**About this task**
Return the full set of entries below exactly, leaving every image out.

**Data listing**
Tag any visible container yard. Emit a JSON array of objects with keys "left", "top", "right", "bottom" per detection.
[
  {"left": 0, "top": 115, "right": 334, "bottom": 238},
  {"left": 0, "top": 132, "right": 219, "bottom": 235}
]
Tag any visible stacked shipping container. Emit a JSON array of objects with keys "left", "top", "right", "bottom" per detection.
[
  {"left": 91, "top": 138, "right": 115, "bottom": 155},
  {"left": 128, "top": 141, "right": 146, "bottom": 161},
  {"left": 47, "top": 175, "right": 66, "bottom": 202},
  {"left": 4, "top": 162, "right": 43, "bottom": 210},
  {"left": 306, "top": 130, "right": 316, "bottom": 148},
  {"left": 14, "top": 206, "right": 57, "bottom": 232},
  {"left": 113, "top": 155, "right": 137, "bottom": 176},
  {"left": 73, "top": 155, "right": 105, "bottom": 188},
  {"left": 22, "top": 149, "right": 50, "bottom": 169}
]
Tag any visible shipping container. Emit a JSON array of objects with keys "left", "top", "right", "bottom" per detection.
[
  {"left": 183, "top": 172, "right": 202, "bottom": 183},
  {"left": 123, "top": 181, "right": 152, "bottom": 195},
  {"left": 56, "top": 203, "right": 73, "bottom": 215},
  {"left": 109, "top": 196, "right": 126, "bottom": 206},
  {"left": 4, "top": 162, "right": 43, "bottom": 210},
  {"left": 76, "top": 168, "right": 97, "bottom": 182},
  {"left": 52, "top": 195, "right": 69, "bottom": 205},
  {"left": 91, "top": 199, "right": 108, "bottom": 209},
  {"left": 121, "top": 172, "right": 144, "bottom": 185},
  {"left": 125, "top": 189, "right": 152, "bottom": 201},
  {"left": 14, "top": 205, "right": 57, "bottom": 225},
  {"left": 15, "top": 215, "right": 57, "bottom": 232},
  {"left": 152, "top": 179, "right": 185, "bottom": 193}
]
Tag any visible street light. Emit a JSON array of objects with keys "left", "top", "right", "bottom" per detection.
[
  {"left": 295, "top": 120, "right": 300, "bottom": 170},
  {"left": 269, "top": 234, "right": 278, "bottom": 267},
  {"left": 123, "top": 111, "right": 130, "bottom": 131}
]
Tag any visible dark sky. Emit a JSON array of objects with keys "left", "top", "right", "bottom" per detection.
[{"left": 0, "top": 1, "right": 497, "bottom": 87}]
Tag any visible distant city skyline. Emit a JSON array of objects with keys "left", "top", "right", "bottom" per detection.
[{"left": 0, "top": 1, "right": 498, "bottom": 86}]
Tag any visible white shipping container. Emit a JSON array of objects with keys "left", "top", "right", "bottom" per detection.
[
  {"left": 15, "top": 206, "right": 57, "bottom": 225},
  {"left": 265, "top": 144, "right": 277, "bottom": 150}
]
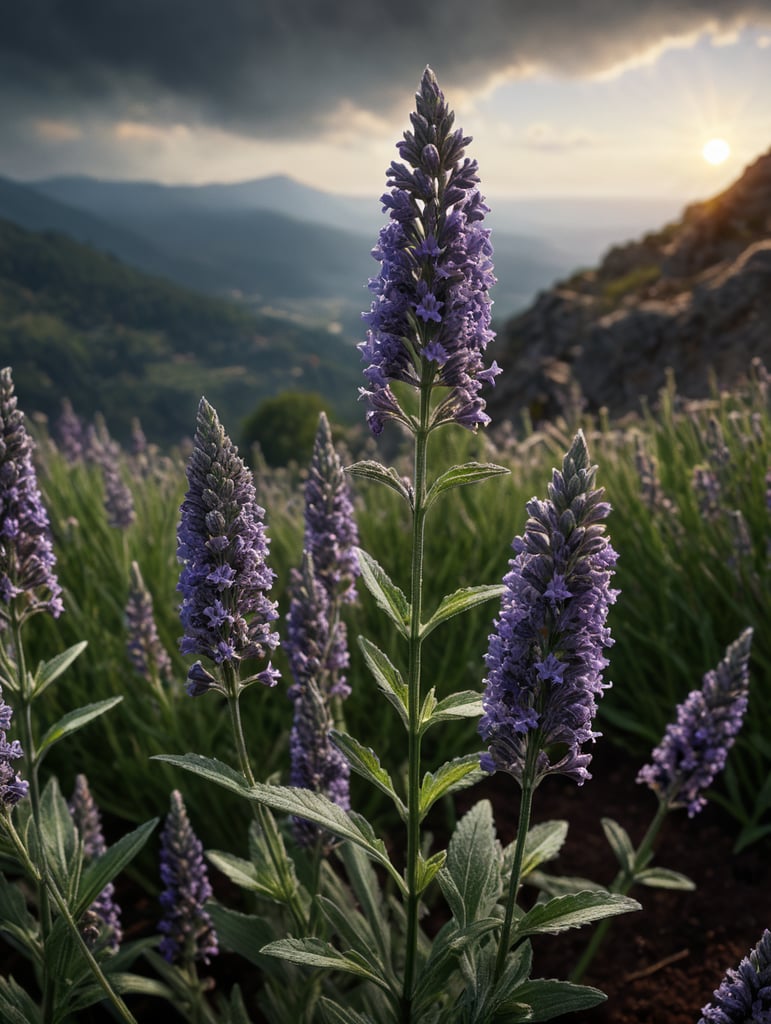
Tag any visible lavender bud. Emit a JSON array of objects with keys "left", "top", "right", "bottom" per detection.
[
  {"left": 479, "top": 431, "right": 619, "bottom": 787},
  {"left": 69, "top": 774, "right": 122, "bottom": 951},
  {"left": 55, "top": 398, "right": 85, "bottom": 463},
  {"left": 359, "top": 67, "right": 499, "bottom": 435},
  {"left": 158, "top": 790, "right": 218, "bottom": 966},
  {"left": 85, "top": 415, "right": 135, "bottom": 529},
  {"left": 0, "top": 367, "right": 63, "bottom": 624},
  {"left": 637, "top": 629, "right": 753, "bottom": 816},
  {"left": 177, "top": 398, "right": 279, "bottom": 686},
  {"left": 304, "top": 412, "right": 359, "bottom": 605},
  {"left": 126, "top": 561, "right": 173, "bottom": 685},
  {"left": 698, "top": 928, "right": 771, "bottom": 1023}
]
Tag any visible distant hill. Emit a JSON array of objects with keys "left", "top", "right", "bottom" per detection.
[
  {"left": 0, "top": 218, "right": 361, "bottom": 446},
  {"left": 488, "top": 147, "right": 771, "bottom": 425},
  {"left": 29, "top": 173, "right": 572, "bottom": 320}
]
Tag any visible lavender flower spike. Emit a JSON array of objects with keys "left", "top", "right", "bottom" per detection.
[
  {"left": 479, "top": 430, "right": 618, "bottom": 787},
  {"left": 286, "top": 556, "right": 351, "bottom": 846},
  {"left": 360, "top": 67, "right": 498, "bottom": 435},
  {"left": 158, "top": 790, "right": 218, "bottom": 966},
  {"left": 304, "top": 412, "right": 359, "bottom": 605},
  {"left": 637, "top": 628, "right": 753, "bottom": 817},
  {"left": 126, "top": 560, "right": 173, "bottom": 684},
  {"left": 69, "top": 774, "right": 122, "bottom": 951},
  {"left": 177, "top": 398, "right": 279, "bottom": 695},
  {"left": 0, "top": 367, "right": 63, "bottom": 624},
  {"left": 0, "top": 686, "right": 28, "bottom": 808},
  {"left": 698, "top": 928, "right": 771, "bottom": 1023}
]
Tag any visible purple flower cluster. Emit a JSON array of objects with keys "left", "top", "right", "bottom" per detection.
[
  {"left": 69, "top": 774, "right": 122, "bottom": 951},
  {"left": 0, "top": 367, "right": 63, "bottom": 624},
  {"left": 0, "top": 686, "right": 27, "bottom": 808},
  {"left": 699, "top": 928, "right": 771, "bottom": 1023},
  {"left": 177, "top": 398, "right": 279, "bottom": 695},
  {"left": 479, "top": 431, "right": 618, "bottom": 787},
  {"left": 85, "top": 416, "right": 135, "bottom": 530},
  {"left": 359, "top": 67, "right": 498, "bottom": 435},
  {"left": 286, "top": 553, "right": 350, "bottom": 847},
  {"left": 55, "top": 398, "right": 86, "bottom": 463},
  {"left": 637, "top": 628, "right": 753, "bottom": 817},
  {"left": 158, "top": 790, "right": 218, "bottom": 966},
  {"left": 304, "top": 412, "right": 359, "bottom": 605},
  {"left": 126, "top": 560, "right": 173, "bottom": 685}
]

**Task response**
Tag any visible container yard. Emit a JSON array of objects with keys "left", "top", "right", "bottom" per detection.
[
  {"left": 0, "top": 115, "right": 334, "bottom": 238},
  {"left": 0, "top": 132, "right": 219, "bottom": 235}
]
Tag any visible stacked shipping container. Emit a JSON array of objects with keys "left", "top", "right", "bottom" per detection.
[
  {"left": 91, "top": 138, "right": 115, "bottom": 155},
  {"left": 128, "top": 141, "right": 146, "bottom": 161},
  {"left": 47, "top": 175, "right": 66, "bottom": 202},
  {"left": 4, "top": 162, "right": 43, "bottom": 210},
  {"left": 306, "top": 130, "right": 316, "bottom": 148},
  {"left": 14, "top": 206, "right": 57, "bottom": 232},
  {"left": 113, "top": 155, "right": 137, "bottom": 176},
  {"left": 73, "top": 155, "right": 105, "bottom": 188},
  {"left": 22, "top": 149, "right": 50, "bottom": 169}
]
Tag any visible shipping container. Emit a JSON array of objects with keys "left", "top", "right", "bottom" per detection.
[
  {"left": 183, "top": 172, "right": 202, "bottom": 183},
  {"left": 123, "top": 181, "right": 152, "bottom": 195},
  {"left": 56, "top": 203, "right": 73, "bottom": 215},
  {"left": 109, "top": 196, "right": 126, "bottom": 206},
  {"left": 4, "top": 162, "right": 43, "bottom": 210},
  {"left": 76, "top": 168, "right": 97, "bottom": 182},
  {"left": 52, "top": 195, "right": 69, "bottom": 205},
  {"left": 91, "top": 199, "right": 108, "bottom": 209},
  {"left": 121, "top": 172, "right": 144, "bottom": 185},
  {"left": 125, "top": 189, "right": 152, "bottom": 201},
  {"left": 14, "top": 205, "right": 57, "bottom": 225},
  {"left": 15, "top": 215, "right": 57, "bottom": 232},
  {"left": 152, "top": 179, "right": 185, "bottom": 193}
]
Tag any visible street light. Emit a JSON array of objects with keys "left", "top", "right", "bottom" per detection.
[
  {"left": 295, "top": 120, "right": 300, "bottom": 170},
  {"left": 269, "top": 234, "right": 278, "bottom": 267},
  {"left": 123, "top": 111, "right": 130, "bottom": 131}
]
Tag any visible dark sky. Emit a JSON array of objects with keys "left", "top", "right", "bottom" per detection.
[{"left": 0, "top": 1, "right": 497, "bottom": 87}]
Tag any visible distant city skyline. Emit a JSON array of objects with keys "left", "top", "right", "bottom" per detection.
[{"left": 0, "top": 1, "right": 498, "bottom": 86}]
Tag any visible white shipping container. Emit a JSON array of objects with keys "left", "top", "right", "bottom" per detection.
[
  {"left": 15, "top": 206, "right": 57, "bottom": 225},
  {"left": 265, "top": 144, "right": 277, "bottom": 150}
]
Tag any visible lavender bud. Emit a JSON array of objects with keys "left", "top", "right", "bottom" per detection.
[
  {"left": 479, "top": 431, "right": 619, "bottom": 787},
  {"left": 69, "top": 774, "right": 122, "bottom": 951},
  {"left": 55, "top": 398, "right": 85, "bottom": 463},
  {"left": 359, "top": 67, "right": 499, "bottom": 435},
  {"left": 158, "top": 790, "right": 218, "bottom": 966},
  {"left": 85, "top": 415, "right": 135, "bottom": 529},
  {"left": 0, "top": 367, "right": 63, "bottom": 624},
  {"left": 637, "top": 629, "right": 753, "bottom": 816},
  {"left": 177, "top": 398, "right": 279, "bottom": 686},
  {"left": 304, "top": 412, "right": 359, "bottom": 605},
  {"left": 126, "top": 561, "right": 173, "bottom": 685},
  {"left": 698, "top": 928, "right": 771, "bottom": 1023}
]
Tag any visible distant hill. Emit a JSON array of objects with keys "left", "top", "right", "bottom" per detection.
[
  {"left": 0, "top": 218, "right": 361, "bottom": 446},
  {"left": 488, "top": 147, "right": 771, "bottom": 425},
  {"left": 29, "top": 173, "right": 572, "bottom": 320}
]
Tag any visible lavender flower spike. Emit a JSON array of objects with keys "left", "top", "right", "bottom" per detection.
[
  {"left": 479, "top": 430, "right": 618, "bottom": 787},
  {"left": 286, "top": 556, "right": 351, "bottom": 846},
  {"left": 360, "top": 67, "right": 498, "bottom": 435},
  {"left": 158, "top": 790, "right": 218, "bottom": 966},
  {"left": 304, "top": 412, "right": 359, "bottom": 605},
  {"left": 637, "top": 628, "right": 753, "bottom": 817},
  {"left": 126, "top": 560, "right": 173, "bottom": 684},
  {"left": 69, "top": 774, "right": 122, "bottom": 951},
  {"left": 177, "top": 398, "right": 279, "bottom": 695},
  {"left": 0, "top": 367, "right": 63, "bottom": 624},
  {"left": 0, "top": 686, "right": 28, "bottom": 808},
  {"left": 698, "top": 928, "right": 771, "bottom": 1023}
]
Tag any visible purple flower cluster. Emit a JSON array of objects with keys "left", "top", "right", "bottom" per detection.
[
  {"left": 69, "top": 774, "right": 122, "bottom": 951},
  {"left": 0, "top": 367, "right": 63, "bottom": 624},
  {"left": 0, "top": 686, "right": 27, "bottom": 808},
  {"left": 699, "top": 928, "right": 771, "bottom": 1023},
  {"left": 177, "top": 398, "right": 279, "bottom": 695},
  {"left": 479, "top": 431, "right": 618, "bottom": 787},
  {"left": 85, "top": 416, "right": 135, "bottom": 530},
  {"left": 359, "top": 67, "right": 498, "bottom": 435},
  {"left": 286, "top": 553, "right": 350, "bottom": 847},
  {"left": 55, "top": 398, "right": 86, "bottom": 463},
  {"left": 637, "top": 628, "right": 753, "bottom": 817},
  {"left": 158, "top": 790, "right": 218, "bottom": 966},
  {"left": 304, "top": 412, "right": 359, "bottom": 605},
  {"left": 126, "top": 560, "right": 173, "bottom": 685}
]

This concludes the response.